Page text:
* Start *

Mar 31 2017

Hive Chicago Buzz 2017 Recap

#hivebuzz, Go Hive Chi, Hive HQ

Over two days and more than 30 sessions, workshops, and exhibits, Mozilla hosted 135 participants to celebrate progress, share their work, and activate new solutions in education.  The third annual Hive Chicago Buzz, March 17-18, 2017, was our best event yet!

Our goal for HCB17 was to empower leaders to activate solutions in education.

Video credit: Nat Soti, Zero One Projects

What Happened

In addition to the Day 1 “science fair” of projects from within and beyond the network, you can see the diverse collection of Day 2 skillshares and working sessions at:

http://schedule.hivechicagobuzz.org/

 

The 45- to 90-minute skillshares shared information over a wide range of topics, including:

  • Pittsburgh’s Rec2Tech project, which addresses the lack of reliable Internet access in many communities by turning recreation centers into technology centers (http://rec2techpgh.org/);
  • Chicago City of Learning’s new report, which provides data on its collective effort to increase youth opportunity and equity by broadening access to citywide learning opportunities (https://chicagocityoflearning.org/);
  • Smart Chicago’s Youth-Led Tech, a technology mentoring program that serves youth ages 13-18 in a growing number of Chicago neighborhoods and at the Cook County Juvenile Temporary Detention Center; and
  • Organizational Digital Security 101 that builds on CHI Hack Night’s guidelines for “Better living through online security & encryption” (https://chihacknight.org/).

* End *

(Coordinate labeling records)
* Start *

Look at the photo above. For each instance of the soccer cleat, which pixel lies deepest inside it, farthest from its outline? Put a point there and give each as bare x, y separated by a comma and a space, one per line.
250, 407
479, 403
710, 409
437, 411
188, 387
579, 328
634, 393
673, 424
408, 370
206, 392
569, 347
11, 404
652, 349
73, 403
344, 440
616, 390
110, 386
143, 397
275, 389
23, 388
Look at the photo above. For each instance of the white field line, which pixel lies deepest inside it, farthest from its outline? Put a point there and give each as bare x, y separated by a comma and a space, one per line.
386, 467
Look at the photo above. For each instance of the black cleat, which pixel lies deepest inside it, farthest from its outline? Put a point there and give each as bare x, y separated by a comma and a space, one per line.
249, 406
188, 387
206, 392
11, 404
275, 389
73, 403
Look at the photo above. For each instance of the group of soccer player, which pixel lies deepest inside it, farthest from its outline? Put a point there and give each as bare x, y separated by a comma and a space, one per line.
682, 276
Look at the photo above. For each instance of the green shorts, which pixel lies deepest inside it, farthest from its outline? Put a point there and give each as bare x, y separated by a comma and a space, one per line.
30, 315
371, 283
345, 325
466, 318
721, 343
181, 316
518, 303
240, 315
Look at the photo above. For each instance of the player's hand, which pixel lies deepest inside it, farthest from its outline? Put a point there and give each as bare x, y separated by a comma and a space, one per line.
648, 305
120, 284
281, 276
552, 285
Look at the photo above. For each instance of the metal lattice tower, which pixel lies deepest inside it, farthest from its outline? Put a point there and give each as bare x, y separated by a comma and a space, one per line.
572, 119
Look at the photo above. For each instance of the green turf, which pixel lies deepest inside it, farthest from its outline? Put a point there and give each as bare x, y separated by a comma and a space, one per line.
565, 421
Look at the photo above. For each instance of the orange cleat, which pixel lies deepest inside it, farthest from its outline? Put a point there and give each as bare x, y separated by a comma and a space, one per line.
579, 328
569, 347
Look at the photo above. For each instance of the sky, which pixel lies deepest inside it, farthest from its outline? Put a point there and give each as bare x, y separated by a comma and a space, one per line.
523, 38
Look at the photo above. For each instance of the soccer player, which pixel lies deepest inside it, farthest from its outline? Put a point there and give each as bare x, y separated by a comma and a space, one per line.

* End *

According to the Hive Chicago Buzz recap, how many participants did Mozilla host at the 2017 event? These records were taken from a separate source and are unrelated to the recap.

Exercise result: 135 participants.